* Begin Material for this exercise *
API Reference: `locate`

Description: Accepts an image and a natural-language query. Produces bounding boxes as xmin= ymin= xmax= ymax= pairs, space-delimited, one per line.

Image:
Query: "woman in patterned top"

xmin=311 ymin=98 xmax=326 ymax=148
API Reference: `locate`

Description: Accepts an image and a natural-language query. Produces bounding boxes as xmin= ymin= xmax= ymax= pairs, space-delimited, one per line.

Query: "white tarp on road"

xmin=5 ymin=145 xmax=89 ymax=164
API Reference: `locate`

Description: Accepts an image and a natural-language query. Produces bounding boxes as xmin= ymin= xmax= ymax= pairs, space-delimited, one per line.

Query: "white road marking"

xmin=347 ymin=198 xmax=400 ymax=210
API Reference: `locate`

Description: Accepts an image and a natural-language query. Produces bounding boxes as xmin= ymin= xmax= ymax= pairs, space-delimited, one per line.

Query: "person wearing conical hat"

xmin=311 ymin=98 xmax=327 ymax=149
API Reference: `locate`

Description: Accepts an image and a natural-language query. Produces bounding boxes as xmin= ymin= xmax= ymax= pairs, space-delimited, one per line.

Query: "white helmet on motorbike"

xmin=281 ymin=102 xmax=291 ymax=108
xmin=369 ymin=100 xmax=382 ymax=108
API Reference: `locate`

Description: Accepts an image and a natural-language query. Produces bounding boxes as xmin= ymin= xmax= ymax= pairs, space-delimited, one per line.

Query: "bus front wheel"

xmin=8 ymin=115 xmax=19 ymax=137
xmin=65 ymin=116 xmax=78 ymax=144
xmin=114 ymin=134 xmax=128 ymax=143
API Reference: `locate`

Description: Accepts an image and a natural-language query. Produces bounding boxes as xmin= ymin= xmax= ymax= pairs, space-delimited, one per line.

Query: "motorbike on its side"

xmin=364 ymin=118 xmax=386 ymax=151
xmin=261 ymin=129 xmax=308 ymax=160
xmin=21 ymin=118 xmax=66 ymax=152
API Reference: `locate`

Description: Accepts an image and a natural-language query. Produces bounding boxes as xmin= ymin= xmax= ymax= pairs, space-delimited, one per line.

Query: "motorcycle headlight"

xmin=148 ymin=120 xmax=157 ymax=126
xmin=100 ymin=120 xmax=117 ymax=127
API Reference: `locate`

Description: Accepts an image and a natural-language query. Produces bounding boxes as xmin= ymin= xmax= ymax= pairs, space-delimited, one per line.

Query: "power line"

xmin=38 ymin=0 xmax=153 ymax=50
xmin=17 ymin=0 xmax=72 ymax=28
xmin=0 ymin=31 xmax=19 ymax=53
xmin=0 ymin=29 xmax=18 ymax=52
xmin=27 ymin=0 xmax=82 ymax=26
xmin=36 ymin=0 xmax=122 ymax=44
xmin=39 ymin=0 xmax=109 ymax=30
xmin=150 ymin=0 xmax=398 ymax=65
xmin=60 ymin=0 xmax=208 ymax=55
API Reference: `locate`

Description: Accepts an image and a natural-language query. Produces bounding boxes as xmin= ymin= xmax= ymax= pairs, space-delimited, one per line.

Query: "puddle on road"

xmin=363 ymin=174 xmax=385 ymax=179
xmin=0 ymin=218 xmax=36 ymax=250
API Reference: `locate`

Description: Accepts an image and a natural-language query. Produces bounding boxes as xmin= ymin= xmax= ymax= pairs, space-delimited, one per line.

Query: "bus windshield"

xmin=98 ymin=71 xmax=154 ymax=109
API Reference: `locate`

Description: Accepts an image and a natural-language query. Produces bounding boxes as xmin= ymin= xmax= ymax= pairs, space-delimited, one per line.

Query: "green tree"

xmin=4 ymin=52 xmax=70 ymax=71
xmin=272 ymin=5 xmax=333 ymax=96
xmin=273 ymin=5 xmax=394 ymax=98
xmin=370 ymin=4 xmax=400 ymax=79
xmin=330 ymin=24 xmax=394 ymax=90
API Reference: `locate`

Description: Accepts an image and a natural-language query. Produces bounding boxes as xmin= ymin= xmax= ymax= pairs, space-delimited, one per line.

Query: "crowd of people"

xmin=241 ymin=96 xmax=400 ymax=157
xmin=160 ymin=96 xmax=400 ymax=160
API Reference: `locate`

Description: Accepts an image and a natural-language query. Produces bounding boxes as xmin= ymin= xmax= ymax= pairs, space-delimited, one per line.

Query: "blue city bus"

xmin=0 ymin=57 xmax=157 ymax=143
* End Material for this exercise *
Task instructions
Can you put every line of the listing above into a JSON list of strings, one string per line, leaving out the blank lines?

Expected output
[
  "API Reference: `locate`",
  "Description: Accepts an image and a natural-language query. Produces bounding boxes as xmin= ymin= xmax= ymax= pairs, space-delimited, one per line.",
  "Image:",
  "Query: \"woman in patterned top\"",
  "xmin=311 ymin=98 xmax=326 ymax=148",
  "API Reference: `locate`",
  "Description: Accepts an image and a natural-language query. Produces bounding boxes as xmin= ymin= xmax= ymax= pairs, space-delimited, one per line.",
  "Query: \"white tarp on road\"",
  "xmin=5 ymin=145 xmax=89 ymax=164",
  "API Reference: `locate`",
  "Description: Accepts an image and a natural-language query. Produces bounding boxes as xmin= ymin= xmax= ymax= pairs, space-delimited, one per line.",
  "Query: \"white road marking\"",
  "xmin=347 ymin=198 xmax=400 ymax=210",
  "API Reference: `locate`",
  "Description: Accepts an image and a natural-language query. Produces bounding boxes as xmin= ymin= xmax= ymax= pairs, space-delimited, one per line.",
  "Query: \"person wearing conical hat\"",
  "xmin=311 ymin=98 xmax=327 ymax=149",
  "API Reference: `locate`",
  "Description: Accepts an image and a natural-language query. Produces bounding boxes as xmin= ymin= xmax= ymax= pairs, space-delimited, one per line.",
  "Query: \"white helmet on motorbike\"",
  "xmin=281 ymin=102 xmax=291 ymax=108",
  "xmin=369 ymin=100 xmax=382 ymax=108",
  "API Reference: `locate`",
  "Description: Accepts an image and a natural-language query. Produces bounding boxes as xmin= ymin= xmax= ymax= pairs, space-delimited, one per line.",
  "Query: \"bus front wheel\"",
  "xmin=8 ymin=115 xmax=19 ymax=137",
  "xmin=65 ymin=116 xmax=78 ymax=144",
  "xmin=114 ymin=134 xmax=128 ymax=143",
  "API Reference: `locate`",
  "Description: Accepts an image and a natural-language query. Produces bounding boxes as xmin= ymin= xmax= ymax= pairs, space-delimited, one per line.",
  "Query: \"motorbike on its side\"",
  "xmin=364 ymin=118 xmax=386 ymax=151",
  "xmin=261 ymin=129 xmax=308 ymax=160",
  "xmin=21 ymin=118 xmax=66 ymax=152",
  "API Reference: `locate`",
  "Description: Accepts an image and a natural-language query. Produces bounding boxes as xmin= ymin= xmax= ymax= pairs, space-delimited, one per line.",
  "Query: \"motorcycle headlight\"",
  "xmin=148 ymin=120 xmax=157 ymax=126",
  "xmin=100 ymin=120 xmax=117 ymax=127",
  "API Reference: `locate`",
  "Description: Accepts an image and a natural-language query. Produces bounding boxes as xmin= ymin= xmax= ymax= pairs, space-delimited, one per line.",
  "Query: \"power line\"",
  "xmin=38 ymin=0 xmax=153 ymax=50",
  "xmin=17 ymin=0 xmax=72 ymax=28",
  "xmin=0 ymin=31 xmax=19 ymax=53",
  "xmin=0 ymin=29 xmax=18 ymax=52",
  "xmin=27 ymin=0 xmax=82 ymax=26",
  "xmin=36 ymin=0 xmax=122 ymax=44",
  "xmin=39 ymin=0 xmax=109 ymax=30",
  "xmin=150 ymin=0 xmax=398 ymax=65",
  "xmin=60 ymin=0 xmax=208 ymax=55",
  "API Reference: `locate`",
  "Description: Accepts an image and a natural-language query. Produces bounding boxes as xmin= ymin= xmax= ymax= pairs, space-delimited, one per line.",
  "Query: \"puddle on road\"",
  "xmin=363 ymin=174 xmax=385 ymax=179",
  "xmin=0 ymin=218 xmax=36 ymax=250",
  "API Reference: `locate`",
  "Description: Accepts an image and a natural-language query. Produces bounding boxes as xmin= ymin= xmax= ymax= pairs, space-delimited, one per line.",
  "Query: \"bus windshield\"",
  "xmin=98 ymin=71 xmax=154 ymax=109",
  "API Reference: `locate`",
  "Description: Accepts an image and a natural-language query. Produces bounding boxes as xmin= ymin= xmax= ymax= pairs, space-delimited, one per line.",
  "Query: \"green tree\"",
  "xmin=4 ymin=52 xmax=70 ymax=71",
  "xmin=272 ymin=5 xmax=333 ymax=96",
  "xmin=273 ymin=5 xmax=394 ymax=98",
  "xmin=370 ymin=4 xmax=400 ymax=79",
  "xmin=330 ymin=24 xmax=394 ymax=90",
  "API Reference: `locate`",
  "Description: Accepts an image and a natural-language query. Produces bounding boxes as xmin= ymin= xmax= ymax= pairs, space-delimited, one per line.",
  "Query: \"crowd of people\"",
  "xmin=241 ymin=96 xmax=400 ymax=157",
  "xmin=160 ymin=96 xmax=400 ymax=160",
  "API Reference: `locate`",
  "Description: Accepts an image and a natural-language query. Produces bounding boxes as xmin= ymin= xmax= ymax= pairs, space-delimited, one per line.",
  "Query: \"blue city bus\"",
  "xmin=0 ymin=57 xmax=157 ymax=143"
]